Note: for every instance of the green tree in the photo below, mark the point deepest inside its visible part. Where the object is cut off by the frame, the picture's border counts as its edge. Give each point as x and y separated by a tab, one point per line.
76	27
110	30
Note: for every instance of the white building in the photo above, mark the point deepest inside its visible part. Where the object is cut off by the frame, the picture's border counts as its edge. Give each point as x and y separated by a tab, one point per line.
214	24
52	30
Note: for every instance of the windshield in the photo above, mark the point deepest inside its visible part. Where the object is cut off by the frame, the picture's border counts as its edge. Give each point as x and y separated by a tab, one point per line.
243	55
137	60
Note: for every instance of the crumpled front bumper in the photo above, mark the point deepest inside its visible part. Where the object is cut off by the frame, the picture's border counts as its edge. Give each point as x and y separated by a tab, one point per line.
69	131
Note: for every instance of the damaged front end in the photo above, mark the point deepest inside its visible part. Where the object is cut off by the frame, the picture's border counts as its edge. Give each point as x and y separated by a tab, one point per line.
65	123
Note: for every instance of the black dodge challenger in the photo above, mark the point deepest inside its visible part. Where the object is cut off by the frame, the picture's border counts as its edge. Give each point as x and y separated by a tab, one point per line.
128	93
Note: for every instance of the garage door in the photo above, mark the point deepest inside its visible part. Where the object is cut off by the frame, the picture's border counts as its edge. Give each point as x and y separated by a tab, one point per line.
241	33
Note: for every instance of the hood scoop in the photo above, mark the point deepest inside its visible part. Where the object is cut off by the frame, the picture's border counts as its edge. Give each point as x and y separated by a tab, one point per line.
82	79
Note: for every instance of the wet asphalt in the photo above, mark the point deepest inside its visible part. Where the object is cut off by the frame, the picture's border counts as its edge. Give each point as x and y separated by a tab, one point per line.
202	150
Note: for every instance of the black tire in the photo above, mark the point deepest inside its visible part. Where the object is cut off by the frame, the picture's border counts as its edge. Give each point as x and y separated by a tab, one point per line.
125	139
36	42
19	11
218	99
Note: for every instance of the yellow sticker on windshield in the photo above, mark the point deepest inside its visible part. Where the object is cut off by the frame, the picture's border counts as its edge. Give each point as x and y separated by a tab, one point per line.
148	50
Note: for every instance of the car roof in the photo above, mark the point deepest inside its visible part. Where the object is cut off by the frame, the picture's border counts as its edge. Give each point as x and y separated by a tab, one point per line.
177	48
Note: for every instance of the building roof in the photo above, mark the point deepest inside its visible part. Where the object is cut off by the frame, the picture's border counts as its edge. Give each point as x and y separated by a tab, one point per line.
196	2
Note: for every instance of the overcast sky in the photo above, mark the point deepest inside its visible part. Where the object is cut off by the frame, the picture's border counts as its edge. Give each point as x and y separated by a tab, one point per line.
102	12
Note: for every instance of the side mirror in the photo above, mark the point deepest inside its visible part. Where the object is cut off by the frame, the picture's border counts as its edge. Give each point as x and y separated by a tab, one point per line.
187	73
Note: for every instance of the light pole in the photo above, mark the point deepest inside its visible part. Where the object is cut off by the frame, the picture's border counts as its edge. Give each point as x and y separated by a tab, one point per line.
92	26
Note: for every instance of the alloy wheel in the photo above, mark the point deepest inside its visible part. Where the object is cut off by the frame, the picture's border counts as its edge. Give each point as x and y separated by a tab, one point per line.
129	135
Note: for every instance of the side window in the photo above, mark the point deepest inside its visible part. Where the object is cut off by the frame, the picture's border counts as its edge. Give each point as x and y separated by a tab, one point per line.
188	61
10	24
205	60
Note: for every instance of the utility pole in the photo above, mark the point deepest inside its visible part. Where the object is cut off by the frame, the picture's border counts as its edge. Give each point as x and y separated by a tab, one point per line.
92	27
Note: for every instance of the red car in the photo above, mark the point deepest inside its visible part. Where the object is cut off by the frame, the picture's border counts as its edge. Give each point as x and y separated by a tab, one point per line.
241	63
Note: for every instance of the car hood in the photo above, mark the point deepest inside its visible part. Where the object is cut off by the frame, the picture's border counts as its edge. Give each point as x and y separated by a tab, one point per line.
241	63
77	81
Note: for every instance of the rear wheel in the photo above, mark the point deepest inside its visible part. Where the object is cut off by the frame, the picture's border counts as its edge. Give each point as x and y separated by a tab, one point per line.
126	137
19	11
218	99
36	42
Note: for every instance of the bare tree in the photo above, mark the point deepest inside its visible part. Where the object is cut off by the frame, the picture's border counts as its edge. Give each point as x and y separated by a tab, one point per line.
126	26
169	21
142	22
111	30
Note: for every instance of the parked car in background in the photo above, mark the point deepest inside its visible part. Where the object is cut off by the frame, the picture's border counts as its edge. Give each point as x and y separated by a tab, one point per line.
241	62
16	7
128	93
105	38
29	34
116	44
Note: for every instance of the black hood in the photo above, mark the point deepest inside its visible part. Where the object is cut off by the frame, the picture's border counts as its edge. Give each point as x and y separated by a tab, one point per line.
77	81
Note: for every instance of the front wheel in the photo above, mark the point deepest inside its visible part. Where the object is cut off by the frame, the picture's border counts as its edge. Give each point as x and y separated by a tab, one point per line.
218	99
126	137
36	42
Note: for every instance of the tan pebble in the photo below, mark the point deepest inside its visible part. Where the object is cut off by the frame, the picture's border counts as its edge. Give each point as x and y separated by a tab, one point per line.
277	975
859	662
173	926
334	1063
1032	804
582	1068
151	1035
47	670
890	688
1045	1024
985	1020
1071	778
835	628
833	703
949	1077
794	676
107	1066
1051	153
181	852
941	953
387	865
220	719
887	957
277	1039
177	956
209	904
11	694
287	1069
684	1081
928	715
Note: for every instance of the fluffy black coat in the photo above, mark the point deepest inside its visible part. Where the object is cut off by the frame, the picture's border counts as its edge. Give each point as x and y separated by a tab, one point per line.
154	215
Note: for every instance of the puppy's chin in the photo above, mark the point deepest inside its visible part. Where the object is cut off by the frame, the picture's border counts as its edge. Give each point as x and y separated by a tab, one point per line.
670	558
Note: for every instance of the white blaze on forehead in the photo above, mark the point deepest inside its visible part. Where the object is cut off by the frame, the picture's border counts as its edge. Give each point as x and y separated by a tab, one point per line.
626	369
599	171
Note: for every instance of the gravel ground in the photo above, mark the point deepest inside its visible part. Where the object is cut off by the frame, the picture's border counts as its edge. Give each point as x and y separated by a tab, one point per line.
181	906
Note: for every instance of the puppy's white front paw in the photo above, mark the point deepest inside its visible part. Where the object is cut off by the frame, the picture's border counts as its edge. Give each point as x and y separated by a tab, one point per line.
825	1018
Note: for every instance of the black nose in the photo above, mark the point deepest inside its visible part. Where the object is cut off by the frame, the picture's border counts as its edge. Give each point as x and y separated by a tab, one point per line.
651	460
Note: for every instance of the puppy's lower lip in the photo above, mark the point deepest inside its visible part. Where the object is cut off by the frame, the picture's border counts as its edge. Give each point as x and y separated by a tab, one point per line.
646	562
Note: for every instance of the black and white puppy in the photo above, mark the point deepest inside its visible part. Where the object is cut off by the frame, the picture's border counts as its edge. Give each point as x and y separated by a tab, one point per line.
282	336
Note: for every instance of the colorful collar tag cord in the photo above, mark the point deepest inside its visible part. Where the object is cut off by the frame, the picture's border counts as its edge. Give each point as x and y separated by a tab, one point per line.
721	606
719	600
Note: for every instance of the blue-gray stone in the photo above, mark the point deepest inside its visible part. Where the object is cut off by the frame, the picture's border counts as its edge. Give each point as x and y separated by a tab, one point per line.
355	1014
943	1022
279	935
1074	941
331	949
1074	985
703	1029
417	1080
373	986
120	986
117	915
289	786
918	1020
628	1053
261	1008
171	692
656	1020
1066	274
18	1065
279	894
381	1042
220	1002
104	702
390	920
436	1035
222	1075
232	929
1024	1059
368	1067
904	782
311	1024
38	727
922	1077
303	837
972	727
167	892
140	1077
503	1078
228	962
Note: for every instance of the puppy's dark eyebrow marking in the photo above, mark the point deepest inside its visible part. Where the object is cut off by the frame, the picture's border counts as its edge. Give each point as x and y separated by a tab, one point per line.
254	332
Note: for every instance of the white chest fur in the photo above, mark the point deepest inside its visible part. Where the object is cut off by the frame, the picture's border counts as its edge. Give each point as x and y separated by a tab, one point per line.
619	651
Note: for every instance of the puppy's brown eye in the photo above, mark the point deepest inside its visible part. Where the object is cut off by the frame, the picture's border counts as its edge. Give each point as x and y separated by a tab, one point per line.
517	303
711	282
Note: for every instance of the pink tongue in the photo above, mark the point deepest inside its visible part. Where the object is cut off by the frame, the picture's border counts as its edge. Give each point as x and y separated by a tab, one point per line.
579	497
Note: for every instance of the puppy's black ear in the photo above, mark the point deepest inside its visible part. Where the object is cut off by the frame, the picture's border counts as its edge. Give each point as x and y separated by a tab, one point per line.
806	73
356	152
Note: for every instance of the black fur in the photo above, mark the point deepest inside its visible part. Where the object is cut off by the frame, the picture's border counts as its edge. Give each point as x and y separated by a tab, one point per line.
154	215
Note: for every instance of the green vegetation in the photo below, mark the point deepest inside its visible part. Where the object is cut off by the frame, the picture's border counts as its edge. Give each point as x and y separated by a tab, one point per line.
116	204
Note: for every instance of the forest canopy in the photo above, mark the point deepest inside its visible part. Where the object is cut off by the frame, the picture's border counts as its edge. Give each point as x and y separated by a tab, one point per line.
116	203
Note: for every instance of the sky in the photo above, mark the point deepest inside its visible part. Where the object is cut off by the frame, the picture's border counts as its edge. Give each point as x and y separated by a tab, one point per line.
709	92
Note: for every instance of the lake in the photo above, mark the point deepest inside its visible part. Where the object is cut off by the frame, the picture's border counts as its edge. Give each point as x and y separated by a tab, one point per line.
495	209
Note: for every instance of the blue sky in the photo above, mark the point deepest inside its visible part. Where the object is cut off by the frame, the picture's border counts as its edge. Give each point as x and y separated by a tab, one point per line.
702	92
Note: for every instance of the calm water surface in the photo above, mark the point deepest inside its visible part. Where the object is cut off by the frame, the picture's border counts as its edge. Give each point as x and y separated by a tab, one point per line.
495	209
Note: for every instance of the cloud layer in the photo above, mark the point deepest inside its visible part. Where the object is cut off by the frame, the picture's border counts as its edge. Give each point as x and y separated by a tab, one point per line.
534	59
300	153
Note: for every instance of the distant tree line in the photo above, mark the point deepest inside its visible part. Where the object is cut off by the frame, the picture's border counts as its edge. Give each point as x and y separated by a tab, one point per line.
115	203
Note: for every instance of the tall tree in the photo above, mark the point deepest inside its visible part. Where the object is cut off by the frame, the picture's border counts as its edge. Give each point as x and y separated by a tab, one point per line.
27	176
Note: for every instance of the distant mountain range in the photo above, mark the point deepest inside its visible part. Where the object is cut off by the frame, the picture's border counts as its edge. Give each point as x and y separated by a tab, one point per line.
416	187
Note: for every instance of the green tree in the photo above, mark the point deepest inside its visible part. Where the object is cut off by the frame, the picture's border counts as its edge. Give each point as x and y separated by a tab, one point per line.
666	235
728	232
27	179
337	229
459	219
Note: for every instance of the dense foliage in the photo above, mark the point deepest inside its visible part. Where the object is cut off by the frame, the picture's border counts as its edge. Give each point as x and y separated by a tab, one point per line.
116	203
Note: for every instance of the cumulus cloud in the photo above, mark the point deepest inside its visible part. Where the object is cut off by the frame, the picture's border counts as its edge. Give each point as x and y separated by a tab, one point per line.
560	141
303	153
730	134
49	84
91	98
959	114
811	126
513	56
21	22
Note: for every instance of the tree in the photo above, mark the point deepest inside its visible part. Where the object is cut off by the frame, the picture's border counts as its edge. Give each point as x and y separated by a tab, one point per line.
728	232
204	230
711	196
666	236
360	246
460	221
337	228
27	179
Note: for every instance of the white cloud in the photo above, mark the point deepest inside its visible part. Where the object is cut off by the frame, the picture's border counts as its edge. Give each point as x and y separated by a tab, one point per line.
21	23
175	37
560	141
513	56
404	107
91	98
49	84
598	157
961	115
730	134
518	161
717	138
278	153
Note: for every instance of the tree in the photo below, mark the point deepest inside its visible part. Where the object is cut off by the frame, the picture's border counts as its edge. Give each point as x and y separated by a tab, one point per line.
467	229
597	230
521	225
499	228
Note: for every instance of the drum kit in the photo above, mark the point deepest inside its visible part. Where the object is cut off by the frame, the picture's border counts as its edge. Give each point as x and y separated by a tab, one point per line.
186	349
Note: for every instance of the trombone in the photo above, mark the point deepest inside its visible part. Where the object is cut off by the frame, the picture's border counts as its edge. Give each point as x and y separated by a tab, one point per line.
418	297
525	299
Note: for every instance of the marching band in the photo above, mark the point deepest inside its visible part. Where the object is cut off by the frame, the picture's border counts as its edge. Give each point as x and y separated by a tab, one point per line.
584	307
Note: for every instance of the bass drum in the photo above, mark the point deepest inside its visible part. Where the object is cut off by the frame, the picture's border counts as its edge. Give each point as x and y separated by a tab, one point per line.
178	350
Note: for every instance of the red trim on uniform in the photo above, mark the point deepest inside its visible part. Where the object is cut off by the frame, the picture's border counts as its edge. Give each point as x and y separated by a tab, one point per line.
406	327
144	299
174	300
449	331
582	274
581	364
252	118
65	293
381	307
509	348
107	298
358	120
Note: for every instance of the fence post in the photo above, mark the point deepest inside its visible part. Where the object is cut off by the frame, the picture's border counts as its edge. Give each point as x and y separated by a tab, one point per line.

■ **What the exercise asks**:
Restate word for word the lines from the one holding "Note: for every instance of the trombone" to the end of the listing, both ends included, and nothing more.

■ **Response**:
Note: for every instance of the trombone in the photo above, mark the point deepest inside its visible part. Where the object is cut off by the frame, the picture's border counts as its edge. Give each point as x and y separated by a tab, one point per line.
418	297
525	299
Note: for every instance of the marching band in the photo above, mark the point deepest inside its visible part. Where the object is cut off by the frame, the picture's border counts as its edge. Give each point as x and y separated by a tab, one point per line.
584	307
Note: for every instance of the bass drum in the photo above, mark the point deepest inside its visible part. Where the object is cut off by the frame, the picture's border counts as its edge. Give each point as x and y separated by a tab, one point per line.
178	350
Note: for every instance of the red trim on uniform in the photo above, mark the point deepest inside its visible part. Where the object is cut off by the frame, the picture's border counts as its edge. Give each point as x and y separated by a tab, one point per line.
406	327
144	299
174	300
449	331
582	274
581	364
252	118
65	293
381	307
509	348
107	298
358	120
Note: for every instance of the fence post in the photo above, mark the point deepest inside its visible part. Where the object is cut off by the frame, the picture's border counts as its edge. Give each point as x and y separated by a tab, one point per line.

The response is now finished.